TASK PROMPT: The lines that make up this material should each be returned exactly.

GIVEN ENTRIES:
====
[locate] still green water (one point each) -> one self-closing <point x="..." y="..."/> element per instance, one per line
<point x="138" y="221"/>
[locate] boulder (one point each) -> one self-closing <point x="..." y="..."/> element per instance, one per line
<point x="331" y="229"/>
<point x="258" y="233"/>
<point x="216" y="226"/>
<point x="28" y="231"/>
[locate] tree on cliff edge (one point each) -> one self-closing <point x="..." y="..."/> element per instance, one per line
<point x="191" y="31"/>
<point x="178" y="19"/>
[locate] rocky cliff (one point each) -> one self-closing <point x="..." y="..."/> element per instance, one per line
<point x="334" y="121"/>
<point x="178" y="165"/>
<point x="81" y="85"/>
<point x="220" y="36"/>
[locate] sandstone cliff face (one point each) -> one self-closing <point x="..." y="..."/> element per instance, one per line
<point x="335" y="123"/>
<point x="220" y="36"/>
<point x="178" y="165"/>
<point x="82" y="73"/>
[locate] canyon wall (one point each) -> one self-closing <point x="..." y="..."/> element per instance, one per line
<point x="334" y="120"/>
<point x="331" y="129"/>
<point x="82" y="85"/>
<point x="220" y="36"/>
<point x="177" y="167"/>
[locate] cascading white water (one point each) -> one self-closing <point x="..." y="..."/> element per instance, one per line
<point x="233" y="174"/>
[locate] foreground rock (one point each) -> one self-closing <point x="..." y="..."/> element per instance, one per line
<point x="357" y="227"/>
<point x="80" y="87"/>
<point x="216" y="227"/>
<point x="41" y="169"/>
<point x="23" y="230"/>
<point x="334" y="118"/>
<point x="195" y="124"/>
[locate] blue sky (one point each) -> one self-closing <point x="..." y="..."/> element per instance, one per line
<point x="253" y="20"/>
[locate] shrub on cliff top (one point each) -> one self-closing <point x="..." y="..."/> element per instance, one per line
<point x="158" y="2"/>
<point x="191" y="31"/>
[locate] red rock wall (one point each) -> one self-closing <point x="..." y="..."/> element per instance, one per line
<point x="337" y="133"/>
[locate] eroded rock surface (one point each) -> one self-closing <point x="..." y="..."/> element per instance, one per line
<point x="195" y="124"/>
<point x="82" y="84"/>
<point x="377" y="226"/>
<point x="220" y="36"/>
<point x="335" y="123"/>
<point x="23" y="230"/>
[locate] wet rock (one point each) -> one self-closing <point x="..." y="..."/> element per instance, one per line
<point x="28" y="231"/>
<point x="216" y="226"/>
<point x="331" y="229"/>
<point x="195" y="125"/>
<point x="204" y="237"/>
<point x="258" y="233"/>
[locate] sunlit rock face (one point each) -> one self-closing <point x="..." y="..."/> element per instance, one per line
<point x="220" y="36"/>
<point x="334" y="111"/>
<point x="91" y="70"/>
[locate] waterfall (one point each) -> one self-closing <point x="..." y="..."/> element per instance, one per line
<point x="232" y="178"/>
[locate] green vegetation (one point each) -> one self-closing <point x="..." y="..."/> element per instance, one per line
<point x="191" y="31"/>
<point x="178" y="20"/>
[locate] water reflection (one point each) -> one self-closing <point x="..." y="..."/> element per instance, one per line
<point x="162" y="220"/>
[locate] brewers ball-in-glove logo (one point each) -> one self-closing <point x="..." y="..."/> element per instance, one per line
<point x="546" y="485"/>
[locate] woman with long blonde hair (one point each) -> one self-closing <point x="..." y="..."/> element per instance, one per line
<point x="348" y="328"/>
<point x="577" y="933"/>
====
ANSWER SPACE:
[locate] still green water (one point each) -> one self-closing <point x="..." y="..."/> element per instance, one per line
<point x="138" y="221"/>
[locate] boulder (one point each) -> one self-closing <point x="..." y="..."/> element per instance, one per line
<point x="331" y="229"/>
<point x="258" y="233"/>
<point x="216" y="226"/>
<point x="28" y="231"/>
[locate] tree on cliff edge (one point each) -> one self-closing <point x="..." y="..."/> element per instance, one per line
<point x="191" y="31"/>
<point x="178" y="19"/>
[locate] rocky cliff (one point each) -> one self-closing <point x="..." y="..."/> element per instance, one per line
<point x="334" y="121"/>
<point x="178" y="165"/>
<point x="81" y="85"/>
<point x="220" y="36"/>
[locate] sandstone cliff face (one point each) -> one self-closing <point x="..." y="..."/> element per instance, one per line
<point x="335" y="123"/>
<point x="220" y="36"/>
<point x="178" y="165"/>
<point x="82" y="73"/>
[locate] canyon wall (one point each) -> one self-closing <point x="..." y="..."/> element per instance, one per line
<point x="334" y="120"/>
<point x="331" y="129"/>
<point x="82" y="85"/>
<point x="220" y="36"/>
<point x="177" y="167"/>
[locate] cascading white water (one point each) -> one self-closing <point x="..." y="..."/> element per instance, one per line
<point x="233" y="174"/>
[locate] foreground rock (one point each) -> one self-closing <point x="..." y="..."/> element per instance, one per line
<point x="357" y="227"/>
<point x="80" y="87"/>
<point x="216" y="227"/>
<point x="41" y="169"/>
<point x="23" y="230"/>
<point x="334" y="118"/>
<point x="195" y="124"/>
[locate] blue sky (one point each) -> one self-closing <point x="..." y="..."/> element per instance, one per line
<point x="253" y="20"/>
[locate] shrub on cliff top (one point each) -> one self-closing <point x="..." y="..."/> element per instance, one per line
<point x="158" y="2"/>
<point x="191" y="31"/>
[locate] red rock wall (one point each) -> one self-closing <point x="..." y="..."/> element per instance, one per line
<point x="337" y="133"/>
[locate] eroded rock surface (one point each) -> one self-closing <point x="..." y="..."/> element per instance, one per line
<point x="195" y="124"/>
<point x="82" y="84"/>
<point x="377" y="226"/>
<point x="220" y="36"/>
<point x="335" y="123"/>
<point x="23" y="230"/>
[locate] wet rock (one point each) -> one self-closing <point x="..." y="..."/> element per instance, one per line
<point x="28" y="231"/>
<point x="216" y="226"/>
<point x="331" y="229"/>
<point x="195" y="125"/>
<point x="204" y="237"/>
<point x="258" y="233"/>
[locate] sunlit rock face (one point each) -> one self-closing <point x="..." y="..."/> element per instance, one per line
<point x="220" y="36"/>
<point x="334" y="111"/>
<point x="91" y="70"/>
[locate] waterfall (one point each) -> one self-closing <point x="..." y="..."/> element per instance, one per line
<point x="232" y="178"/>
[locate] green vegetation (one point each) -> one self-closing <point x="..." y="..."/> element per instance, one per line
<point x="191" y="31"/>
<point x="178" y="20"/>
[locate] water reflection (one point each) -> one self-closing <point x="..." y="..."/> element per instance, one per line
<point x="162" y="220"/>
[locate] brewers ball-in-glove logo (one point each) -> one self-closing <point x="..." y="..."/> element per instance, one per line
<point x="546" y="485"/>
[locate] woman with long blonde hair (one point each) -> one self-closing <point x="..." y="..."/> element per instance, one per line
<point x="348" y="328"/>
<point x="577" y="933"/>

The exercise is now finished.